[Extracted material Boundary: Start]

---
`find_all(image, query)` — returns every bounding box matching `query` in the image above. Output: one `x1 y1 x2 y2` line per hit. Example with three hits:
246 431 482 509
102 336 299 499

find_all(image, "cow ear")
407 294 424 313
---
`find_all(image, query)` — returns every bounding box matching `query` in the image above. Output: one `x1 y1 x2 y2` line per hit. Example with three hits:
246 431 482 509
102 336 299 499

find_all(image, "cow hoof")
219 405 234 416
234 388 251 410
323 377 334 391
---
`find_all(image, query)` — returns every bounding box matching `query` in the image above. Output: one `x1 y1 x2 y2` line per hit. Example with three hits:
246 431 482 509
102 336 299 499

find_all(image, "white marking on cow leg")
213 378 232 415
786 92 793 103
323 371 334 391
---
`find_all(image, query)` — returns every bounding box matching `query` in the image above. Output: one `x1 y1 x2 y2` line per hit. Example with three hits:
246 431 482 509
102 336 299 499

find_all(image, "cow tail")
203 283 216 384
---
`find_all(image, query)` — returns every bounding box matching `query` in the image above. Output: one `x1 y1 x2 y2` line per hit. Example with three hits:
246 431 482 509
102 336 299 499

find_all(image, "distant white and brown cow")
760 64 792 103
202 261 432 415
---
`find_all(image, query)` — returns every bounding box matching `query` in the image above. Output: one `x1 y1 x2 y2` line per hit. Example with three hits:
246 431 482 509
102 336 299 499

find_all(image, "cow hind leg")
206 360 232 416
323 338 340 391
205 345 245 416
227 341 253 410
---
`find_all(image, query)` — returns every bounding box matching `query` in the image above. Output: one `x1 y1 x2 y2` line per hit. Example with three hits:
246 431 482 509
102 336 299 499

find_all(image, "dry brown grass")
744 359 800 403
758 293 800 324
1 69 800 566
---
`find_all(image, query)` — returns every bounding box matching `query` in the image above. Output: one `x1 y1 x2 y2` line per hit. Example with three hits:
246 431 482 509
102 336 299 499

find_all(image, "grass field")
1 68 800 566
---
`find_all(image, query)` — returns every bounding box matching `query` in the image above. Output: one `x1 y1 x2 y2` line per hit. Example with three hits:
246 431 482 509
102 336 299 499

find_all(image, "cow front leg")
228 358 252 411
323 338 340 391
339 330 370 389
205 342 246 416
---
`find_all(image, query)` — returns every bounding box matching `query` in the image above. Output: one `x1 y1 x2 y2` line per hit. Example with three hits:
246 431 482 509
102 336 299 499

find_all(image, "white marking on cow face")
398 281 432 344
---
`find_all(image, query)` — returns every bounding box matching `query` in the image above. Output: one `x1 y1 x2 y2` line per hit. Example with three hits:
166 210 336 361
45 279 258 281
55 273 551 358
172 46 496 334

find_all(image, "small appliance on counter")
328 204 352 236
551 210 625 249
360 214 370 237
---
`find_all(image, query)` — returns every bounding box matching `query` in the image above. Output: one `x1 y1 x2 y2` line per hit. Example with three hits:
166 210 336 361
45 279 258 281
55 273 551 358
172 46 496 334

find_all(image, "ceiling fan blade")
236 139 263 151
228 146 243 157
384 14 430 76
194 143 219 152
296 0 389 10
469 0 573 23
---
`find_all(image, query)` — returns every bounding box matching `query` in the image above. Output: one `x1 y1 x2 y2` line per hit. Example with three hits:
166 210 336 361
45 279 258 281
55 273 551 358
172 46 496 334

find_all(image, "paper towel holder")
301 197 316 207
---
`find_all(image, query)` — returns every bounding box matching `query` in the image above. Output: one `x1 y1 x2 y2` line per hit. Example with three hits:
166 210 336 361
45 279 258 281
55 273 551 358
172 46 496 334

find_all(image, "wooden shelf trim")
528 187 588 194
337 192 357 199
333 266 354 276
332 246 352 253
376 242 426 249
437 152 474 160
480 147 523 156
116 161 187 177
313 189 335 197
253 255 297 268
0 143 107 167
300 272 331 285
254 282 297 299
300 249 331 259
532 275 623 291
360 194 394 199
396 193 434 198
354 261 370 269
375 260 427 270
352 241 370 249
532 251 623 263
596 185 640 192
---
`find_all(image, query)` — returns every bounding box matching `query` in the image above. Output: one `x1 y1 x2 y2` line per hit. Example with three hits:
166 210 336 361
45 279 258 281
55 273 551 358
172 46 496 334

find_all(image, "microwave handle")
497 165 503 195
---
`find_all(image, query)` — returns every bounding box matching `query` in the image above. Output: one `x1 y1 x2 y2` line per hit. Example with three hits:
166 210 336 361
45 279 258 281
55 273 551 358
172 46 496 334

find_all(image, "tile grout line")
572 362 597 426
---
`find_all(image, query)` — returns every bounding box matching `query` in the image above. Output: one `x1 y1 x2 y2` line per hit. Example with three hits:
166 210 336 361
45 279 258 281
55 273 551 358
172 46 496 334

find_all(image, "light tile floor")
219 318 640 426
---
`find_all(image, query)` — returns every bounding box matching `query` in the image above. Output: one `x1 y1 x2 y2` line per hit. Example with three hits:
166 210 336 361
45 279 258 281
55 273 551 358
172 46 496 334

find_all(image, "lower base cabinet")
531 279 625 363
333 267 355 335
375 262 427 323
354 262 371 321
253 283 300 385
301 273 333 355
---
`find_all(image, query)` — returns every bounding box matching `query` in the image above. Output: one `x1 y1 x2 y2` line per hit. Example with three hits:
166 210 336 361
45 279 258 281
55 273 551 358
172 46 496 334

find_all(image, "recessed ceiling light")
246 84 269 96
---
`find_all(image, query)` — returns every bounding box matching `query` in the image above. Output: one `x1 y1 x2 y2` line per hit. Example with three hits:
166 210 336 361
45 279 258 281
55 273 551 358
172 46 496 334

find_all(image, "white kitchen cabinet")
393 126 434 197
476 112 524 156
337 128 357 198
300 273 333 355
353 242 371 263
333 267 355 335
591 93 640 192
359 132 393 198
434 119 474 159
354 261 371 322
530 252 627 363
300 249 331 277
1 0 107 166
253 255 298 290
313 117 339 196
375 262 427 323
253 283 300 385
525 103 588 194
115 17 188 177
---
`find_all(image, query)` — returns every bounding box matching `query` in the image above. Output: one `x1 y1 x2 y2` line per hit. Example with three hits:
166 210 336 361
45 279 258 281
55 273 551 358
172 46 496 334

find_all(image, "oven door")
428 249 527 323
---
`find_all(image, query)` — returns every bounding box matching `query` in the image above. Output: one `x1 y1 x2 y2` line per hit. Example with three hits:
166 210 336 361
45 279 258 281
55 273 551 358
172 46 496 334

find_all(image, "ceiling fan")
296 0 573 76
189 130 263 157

[Extracted material Boundary: End]

**Exercise description:** Word for word, set down all the lines above.

**Finished exercise:**
---
`find_all(image, query)` — returns every bounding box matching `query` in the image above. Output: one `x1 y1 x2 y2` line per hit. Example with three hits:
246 431 482 509
102 336 299 499

find_all(image, "cow ear")
407 294 424 313
---
`find_all(image, query)` — returns every bounding box matching `query` in the image above. Output: one `x1 y1 x2 y2` line per hit. Example with three hits:
246 431 482 509
102 336 299 499

find_all(image, "cow hoof")
219 405 234 416
234 388 251 410
323 377 334 391
---
`find_all(image, query)` — returns every bounding box matching `query` in the image above. Output: one `x1 y1 x2 y2` line per hit. Example with three hits:
246 431 482 509
102 336 299 499

find_all(image, "white marking on cow leg")
213 378 232 415
786 92 793 103
323 371 334 391
---
`find_all(image, query)` — returns every bounding box matching `query` in the image above. Output: one `x1 y1 x2 y2` line per hit. Example with three hits:
246 431 482 509
102 336 299 499

find_all(image, "cow tail")
203 283 216 384
---
`find_all(image, query)` — returns every bounding box matching `query` in the image above. Output: one `x1 y1 x2 y2` line per hit. Example with three hits:
246 431 482 509
102 336 299 499

find_all(image, "distant white and brown cow")
760 64 792 103
202 261 432 415
---
`find_all(image, query)` — returns every bounding box matching `query` in the image above. Output: one `x1 y1 x2 y2` line per hit. Example with three hits:
246 431 482 509
102 336 299 499

find_all(image, "cow hind leg")
206 360 232 416
323 338 340 391
205 345 245 416
227 341 253 410
---
`find_all(image, query)` — returns every bounding box matching `query` in the image above. Output: one `x1 y1 x2 y2` line per hit. Example with three hits:
246 431 482 509
102 336 299 499

find_all(image, "dry brown grass")
744 359 800 403
758 293 800 324
1 69 800 566
---
`find_all(image, query)` — returns every bounding box matching `query` in the image above. Output: one `x1 y1 x2 y2` line per hit. Example with three hits:
246 431 482 509
102 336 299 499

find_all(image, "grass field")
1 68 800 566
---
`find_all(image, query)` — returns every bounding box matching `query` in the image above. Output: one `x1 y1 x2 y2` line per hit. Example with three hits:
246 431 482 509
102 336 299 499

find_all(image, "cow front leg")
228 358 252 411
323 338 340 391
339 330 370 389
205 342 246 416
---
`find_all(image, query)` — returns every bounding box matching `query` in the image above. Output: one `x1 y1 x2 y2` line per hit. Example with three hits:
246 431 482 509
102 336 299 499

find_all(image, "white marking on cow face")
398 281 432 344
---
`find_all(image, query)` — returns every bounding box matching `query` in the image above. Output: one `x1 y1 x2 y2` line per hit. Example with three hits:
166 210 336 361
45 279 258 281
55 273 551 358
172 46 496 334

find_all(image, "small appliance on counter")
328 204 352 236
551 210 625 249
360 214 370 237
---
`find_all(image, query)` — returns every bounding box matching `query` in the image above. Output: one `x1 y1 x2 y2` line per hit. Example with three hits:
166 210 336 361
45 279 258 281
55 273 551 358
172 46 496 334

find_all(image, "ceiling fan blade")
236 139 263 151
228 146 243 157
384 14 430 76
194 143 219 152
296 0 389 10
469 0 573 23
---
`find_all(image, query)` — returns every bounding box matching `query` in the image above. Output: one `x1 y1 x2 y2` line per hit. Example with three hits:
166 210 336 361
45 279 258 281
55 273 551 358
172 46 496 334

find_all(image, "paper towel holder")
301 197 316 207
---
`find_all(image, query)` — returns every bounding box matching `query` in the image above. Output: one `x1 y1 x2 y2` line per hit. Example with three hits:
166 210 336 361
45 279 258 281
55 273 551 358
172 46 496 334

find_all(image, "wooden shelf trim")
528 187 588 194
337 192 357 199
333 266 354 276
332 246 352 253
376 242 426 249
437 152 474 160
480 147 523 156
116 161 187 177
313 189 335 197
253 255 297 268
0 143 107 167
300 272 331 285
254 282 297 299
300 249 331 259
532 275 623 291
360 194 394 199
396 193 434 198
354 261 370 269
375 260 427 270
352 241 370 249
532 251 623 263
596 185 640 192
---
`find_all(image, query)` — returns every bounding box matching `query` in the image above. Output: one `x1 y1 x2 y2` line per hit. Example with three hits:
166 210 336 361
45 279 258 281
55 273 551 358
172 46 496 334

find_all(image, "microwave handle")
497 165 503 195
---
`find_all(image, query)` — returns every bounding box matching `query` in the image above. Output: one `x1 y1 x2 y2` line per hit. Example with three hits:
166 210 336 361
45 279 258 281
55 273 551 358
172 46 496 334

find_all(image, "tile grout line")
572 362 597 426
---
`find_all(image, query)` — returns every bounding box matching `query` in the image above. Output: one `x1 y1 x2 y2` line per hit. Example with three hits:
166 210 336 361
45 279 258 281
55 273 551 358
172 46 496 334

find_all(image, "light tile floor")
219 318 640 426
---
`find_all(image, query)` — returns every bounding box matching `query` in the image above. Output: one `x1 y1 x2 y2` line per hit. Example with three hits:
166 210 336 361
45 279 258 281
55 273 551 358
172 46 496 334

find_all(image, "lower base cabinet")
531 279 625 363
333 267 355 335
375 262 427 323
354 262 371 321
253 283 300 385
301 273 333 355
---
`find_all(image, query)` — returns every bounding box matching `query` in the image above. Output: one `x1 y1 x2 y2` line per hit. Example with three hits:
166 210 336 361
45 279 258 281
55 273 551 358
172 46 496 334

find_all(image, "recessed ceiling light")
246 84 269 96
---
`find_all(image, query)` — returns every bounding box matching `query` in the image above. Output: one `x1 y1 x2 y2` line per hit. Example with three hits:
166 210 336 361
45 279 258 281
55 273 551 358
172 46 496 334

find_all(image, "white kitchen cabinet")
393 126 434 197
476 112 524 156
337 128 357 198
300 273 333 355
353 242 371 263
333 267 355 335
591 93 640 192
359 132 393 198
434 119 474 159
354 261 371 322
530 252 627 363
300 249 331 277
1 0 107 166
253 255 298 290
313 117 339 196
375 262 427 323
253 283 300 385
525 103 588 194
115 17 188 177
---
`find_all(image, query)` — returns every bounding box matching `query` in the image above. Output: one `x1 y1 x2 y2` line per hit. Example with three hits:
166 210 336 361
45 279 258 281
55 273 551 358
172 46 496 334

find_all(image, "oven door")
428 249 527 323
---
`find_all(image, query)` — returns every bounding box matching `query` in the image above. Output: one `x1 y1 x2 y2` line per hit. Example with three hits:
166 210 336 361
45 279 258 281
55 273 551 358
172 46 496 334

find_all(image, "ceiling fan")
296 0 573 76
189 130 263 157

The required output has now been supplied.